[Stored dataset items]
· · · · ·

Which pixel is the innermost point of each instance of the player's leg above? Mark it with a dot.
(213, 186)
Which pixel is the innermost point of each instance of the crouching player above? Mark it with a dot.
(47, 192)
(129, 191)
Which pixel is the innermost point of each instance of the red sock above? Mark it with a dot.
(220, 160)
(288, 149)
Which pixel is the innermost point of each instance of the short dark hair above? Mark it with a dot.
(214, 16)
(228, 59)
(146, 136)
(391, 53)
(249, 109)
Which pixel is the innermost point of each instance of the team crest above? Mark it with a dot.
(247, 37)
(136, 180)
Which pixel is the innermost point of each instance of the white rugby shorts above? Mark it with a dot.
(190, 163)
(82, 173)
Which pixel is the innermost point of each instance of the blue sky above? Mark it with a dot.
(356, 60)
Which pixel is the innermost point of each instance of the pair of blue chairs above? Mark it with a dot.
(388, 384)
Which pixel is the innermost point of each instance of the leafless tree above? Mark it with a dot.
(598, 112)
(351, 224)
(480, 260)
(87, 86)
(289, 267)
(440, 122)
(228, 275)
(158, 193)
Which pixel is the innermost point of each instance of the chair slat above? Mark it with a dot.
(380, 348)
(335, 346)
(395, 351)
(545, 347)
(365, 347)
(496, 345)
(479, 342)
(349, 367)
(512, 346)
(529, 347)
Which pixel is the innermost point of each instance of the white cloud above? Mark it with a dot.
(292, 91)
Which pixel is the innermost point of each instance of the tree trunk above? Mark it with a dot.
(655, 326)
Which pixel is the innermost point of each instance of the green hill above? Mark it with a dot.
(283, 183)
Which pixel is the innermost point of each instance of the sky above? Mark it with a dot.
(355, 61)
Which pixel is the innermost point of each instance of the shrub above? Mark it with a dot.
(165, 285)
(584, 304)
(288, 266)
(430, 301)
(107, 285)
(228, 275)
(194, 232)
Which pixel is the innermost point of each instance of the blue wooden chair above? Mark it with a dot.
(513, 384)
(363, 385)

· · · · ·

**Task instructions**. Rewrite the items from the line containing "the sky above? Mark it with a dot." through the end of the items, swapping "shrub" for "bush" and leaving everything else as it is.

**Output for this task**.
Which pixel is the innermost point of each instance of the sky above? Mark it with a dot.
(355, 61)
Which pixel is the innermost point of each instance of the bush above? Mark it with a dot.
(165, 285)
(584, 304)
(288, 266)
(430, 301)
(107, 285)
(228, 275)
(194, 232)
Which pixel is the innermost point of each instance of the blue wooden chair above? Mark it with a dot.
(513, 384)
(363, 385)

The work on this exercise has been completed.